▶ REQUIRED WORK
Your answer should hold exactly the lines from the line containing "vessel in the photo above." through the end of the entries that follow.

▶ SOURCE DATA
########
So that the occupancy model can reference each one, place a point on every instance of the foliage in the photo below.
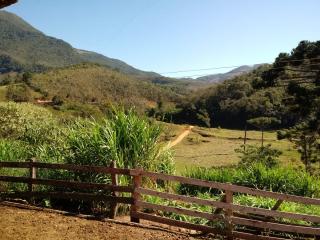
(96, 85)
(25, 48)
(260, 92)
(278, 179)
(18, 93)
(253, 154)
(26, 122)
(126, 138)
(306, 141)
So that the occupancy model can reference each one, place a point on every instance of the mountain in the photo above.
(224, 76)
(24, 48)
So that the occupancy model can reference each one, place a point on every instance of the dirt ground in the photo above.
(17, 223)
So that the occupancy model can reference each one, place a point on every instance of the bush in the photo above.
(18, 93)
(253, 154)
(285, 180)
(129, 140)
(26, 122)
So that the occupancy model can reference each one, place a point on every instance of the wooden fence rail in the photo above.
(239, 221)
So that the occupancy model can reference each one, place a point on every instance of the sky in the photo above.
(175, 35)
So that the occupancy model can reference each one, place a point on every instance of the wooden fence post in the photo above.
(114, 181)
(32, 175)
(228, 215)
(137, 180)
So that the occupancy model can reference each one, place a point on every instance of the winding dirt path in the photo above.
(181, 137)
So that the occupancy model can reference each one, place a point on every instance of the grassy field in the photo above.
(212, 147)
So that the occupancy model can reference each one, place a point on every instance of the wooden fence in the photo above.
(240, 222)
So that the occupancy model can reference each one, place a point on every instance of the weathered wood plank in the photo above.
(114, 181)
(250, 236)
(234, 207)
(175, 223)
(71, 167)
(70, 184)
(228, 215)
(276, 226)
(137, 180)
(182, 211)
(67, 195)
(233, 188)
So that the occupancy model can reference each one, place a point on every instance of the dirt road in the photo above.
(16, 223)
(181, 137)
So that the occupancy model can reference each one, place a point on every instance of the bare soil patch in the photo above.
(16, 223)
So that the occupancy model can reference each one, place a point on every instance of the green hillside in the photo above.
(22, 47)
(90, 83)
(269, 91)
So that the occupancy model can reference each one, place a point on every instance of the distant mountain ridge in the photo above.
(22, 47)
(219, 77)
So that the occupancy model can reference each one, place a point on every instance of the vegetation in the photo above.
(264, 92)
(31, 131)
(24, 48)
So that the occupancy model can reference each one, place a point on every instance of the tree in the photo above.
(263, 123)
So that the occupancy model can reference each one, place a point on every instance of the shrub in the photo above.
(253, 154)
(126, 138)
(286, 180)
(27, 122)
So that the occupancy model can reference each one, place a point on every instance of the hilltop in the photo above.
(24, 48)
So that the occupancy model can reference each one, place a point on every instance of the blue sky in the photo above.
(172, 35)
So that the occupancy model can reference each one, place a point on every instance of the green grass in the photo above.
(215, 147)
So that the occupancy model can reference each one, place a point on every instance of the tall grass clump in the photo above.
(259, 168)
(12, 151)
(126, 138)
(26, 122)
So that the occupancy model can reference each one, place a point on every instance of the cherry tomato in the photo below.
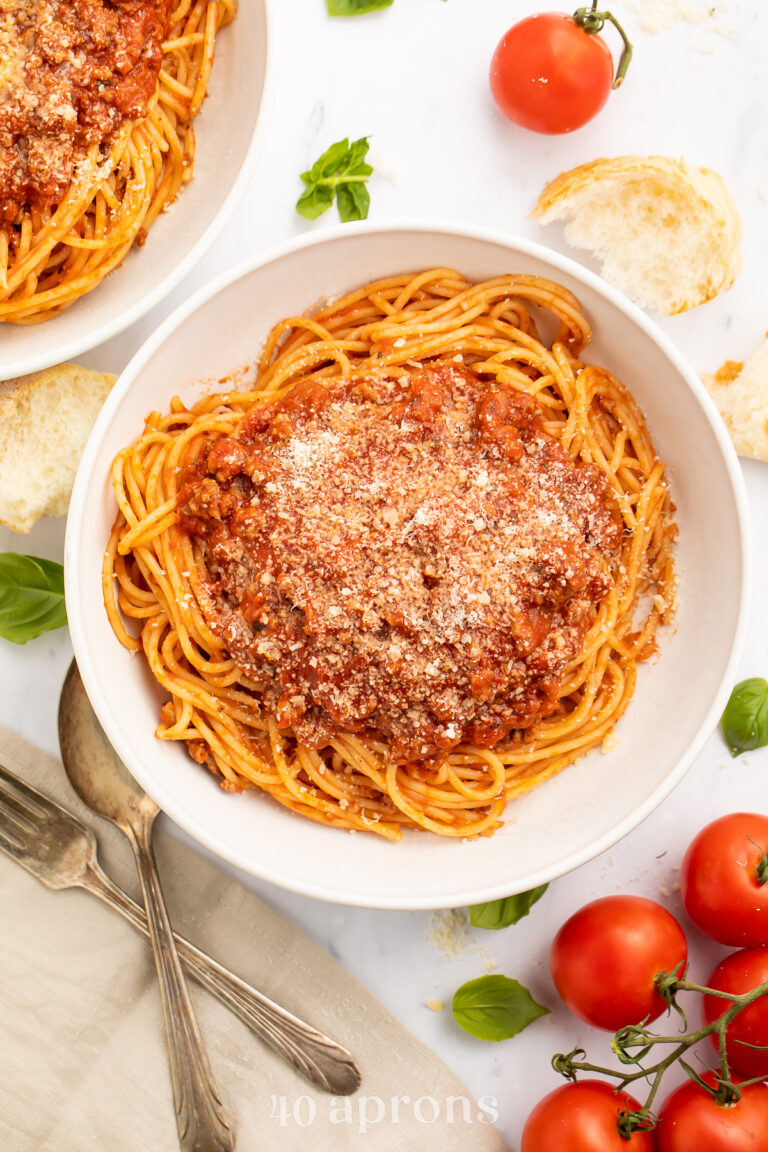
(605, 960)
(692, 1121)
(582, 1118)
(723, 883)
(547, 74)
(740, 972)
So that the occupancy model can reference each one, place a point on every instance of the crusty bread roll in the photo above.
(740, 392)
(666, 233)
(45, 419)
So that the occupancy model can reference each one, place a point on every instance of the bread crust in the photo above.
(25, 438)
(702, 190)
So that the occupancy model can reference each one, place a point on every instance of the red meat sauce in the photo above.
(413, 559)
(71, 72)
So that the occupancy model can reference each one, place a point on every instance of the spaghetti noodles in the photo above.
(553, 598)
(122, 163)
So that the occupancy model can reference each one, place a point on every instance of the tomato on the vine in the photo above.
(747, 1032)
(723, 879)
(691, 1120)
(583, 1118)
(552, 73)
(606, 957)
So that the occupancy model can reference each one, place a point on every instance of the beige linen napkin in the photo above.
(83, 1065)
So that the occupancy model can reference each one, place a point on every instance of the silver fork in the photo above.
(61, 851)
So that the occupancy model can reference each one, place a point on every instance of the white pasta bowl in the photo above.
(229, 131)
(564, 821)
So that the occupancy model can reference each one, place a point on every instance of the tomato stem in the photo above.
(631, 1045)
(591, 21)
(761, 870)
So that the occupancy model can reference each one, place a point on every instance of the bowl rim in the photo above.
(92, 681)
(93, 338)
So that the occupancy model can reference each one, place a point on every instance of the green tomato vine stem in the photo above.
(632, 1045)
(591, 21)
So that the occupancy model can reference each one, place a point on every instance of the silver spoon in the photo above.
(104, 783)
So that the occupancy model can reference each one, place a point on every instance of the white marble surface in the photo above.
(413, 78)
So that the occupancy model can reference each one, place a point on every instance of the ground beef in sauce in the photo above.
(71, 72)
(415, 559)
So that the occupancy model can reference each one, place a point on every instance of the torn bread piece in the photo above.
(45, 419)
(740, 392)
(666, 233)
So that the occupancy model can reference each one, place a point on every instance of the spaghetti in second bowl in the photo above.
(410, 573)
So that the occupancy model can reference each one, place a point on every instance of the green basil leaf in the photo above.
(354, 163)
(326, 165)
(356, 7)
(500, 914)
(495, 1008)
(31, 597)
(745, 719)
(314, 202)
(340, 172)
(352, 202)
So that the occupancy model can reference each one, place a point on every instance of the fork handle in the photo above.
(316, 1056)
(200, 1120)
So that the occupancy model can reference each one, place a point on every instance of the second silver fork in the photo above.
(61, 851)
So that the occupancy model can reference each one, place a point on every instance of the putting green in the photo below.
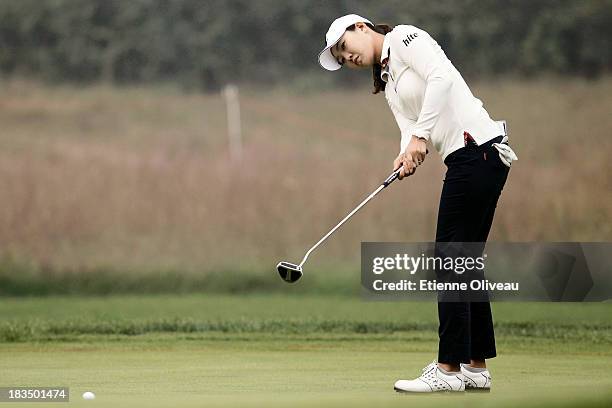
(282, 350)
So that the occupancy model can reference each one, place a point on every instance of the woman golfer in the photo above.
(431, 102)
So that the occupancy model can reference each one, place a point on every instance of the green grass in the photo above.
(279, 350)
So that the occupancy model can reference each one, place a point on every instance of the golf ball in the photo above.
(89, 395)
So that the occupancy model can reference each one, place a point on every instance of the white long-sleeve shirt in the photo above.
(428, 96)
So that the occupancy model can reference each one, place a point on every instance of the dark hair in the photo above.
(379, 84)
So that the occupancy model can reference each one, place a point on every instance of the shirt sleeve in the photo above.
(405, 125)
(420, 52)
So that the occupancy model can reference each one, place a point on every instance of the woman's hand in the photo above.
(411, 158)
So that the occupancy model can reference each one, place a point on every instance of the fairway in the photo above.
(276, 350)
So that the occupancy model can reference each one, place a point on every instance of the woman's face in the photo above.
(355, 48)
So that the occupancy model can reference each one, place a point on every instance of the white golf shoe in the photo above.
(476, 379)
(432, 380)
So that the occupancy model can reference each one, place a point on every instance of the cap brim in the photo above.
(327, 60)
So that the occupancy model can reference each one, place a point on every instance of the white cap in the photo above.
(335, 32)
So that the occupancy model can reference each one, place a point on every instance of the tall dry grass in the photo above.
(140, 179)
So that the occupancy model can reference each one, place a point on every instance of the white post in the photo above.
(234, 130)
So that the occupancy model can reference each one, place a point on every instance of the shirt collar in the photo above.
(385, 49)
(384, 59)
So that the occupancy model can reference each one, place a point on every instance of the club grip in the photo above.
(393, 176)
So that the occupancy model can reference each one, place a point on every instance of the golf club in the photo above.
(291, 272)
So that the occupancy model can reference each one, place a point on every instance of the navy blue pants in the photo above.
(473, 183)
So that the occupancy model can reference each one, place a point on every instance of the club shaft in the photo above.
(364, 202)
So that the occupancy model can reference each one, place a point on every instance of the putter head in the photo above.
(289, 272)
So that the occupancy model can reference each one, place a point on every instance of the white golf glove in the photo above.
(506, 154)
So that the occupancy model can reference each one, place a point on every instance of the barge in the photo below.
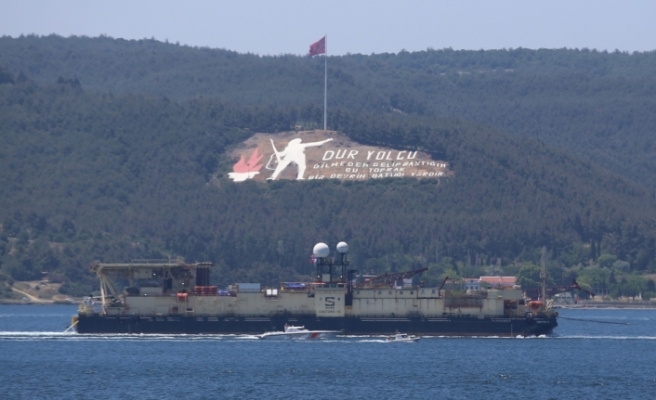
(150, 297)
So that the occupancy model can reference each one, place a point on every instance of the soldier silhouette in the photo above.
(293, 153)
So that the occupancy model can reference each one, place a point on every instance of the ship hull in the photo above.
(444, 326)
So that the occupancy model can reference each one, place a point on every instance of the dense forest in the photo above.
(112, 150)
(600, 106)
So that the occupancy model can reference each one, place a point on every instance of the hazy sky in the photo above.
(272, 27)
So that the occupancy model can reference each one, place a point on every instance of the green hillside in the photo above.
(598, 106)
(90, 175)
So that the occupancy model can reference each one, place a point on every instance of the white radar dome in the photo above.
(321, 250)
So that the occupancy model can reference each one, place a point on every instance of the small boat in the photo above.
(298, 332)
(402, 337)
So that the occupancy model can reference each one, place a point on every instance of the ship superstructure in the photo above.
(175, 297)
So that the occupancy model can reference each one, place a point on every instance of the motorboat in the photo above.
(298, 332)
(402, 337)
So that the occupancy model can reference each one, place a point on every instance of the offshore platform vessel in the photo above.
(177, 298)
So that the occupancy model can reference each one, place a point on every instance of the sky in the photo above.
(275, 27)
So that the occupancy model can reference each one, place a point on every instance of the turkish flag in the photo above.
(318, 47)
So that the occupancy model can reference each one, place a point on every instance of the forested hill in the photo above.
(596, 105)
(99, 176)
########
▶ ANSWER AREA
So that the occupancy model can reference each one, place a point on every instance of the offshore platform vessel in the photo above.
(177, 298)
So that the occupancy model can reference each one, place a point on every instance of the sky in the photo above.
(275, 27)
So that the occupancy model can reference each one, place a point on every instance of the turkish flag in the photo above.
(318, 47)
So that the occupancy model can reference each one, place a point on every instance of the forested hill in the photo above.
(596, 105)
(99, 176)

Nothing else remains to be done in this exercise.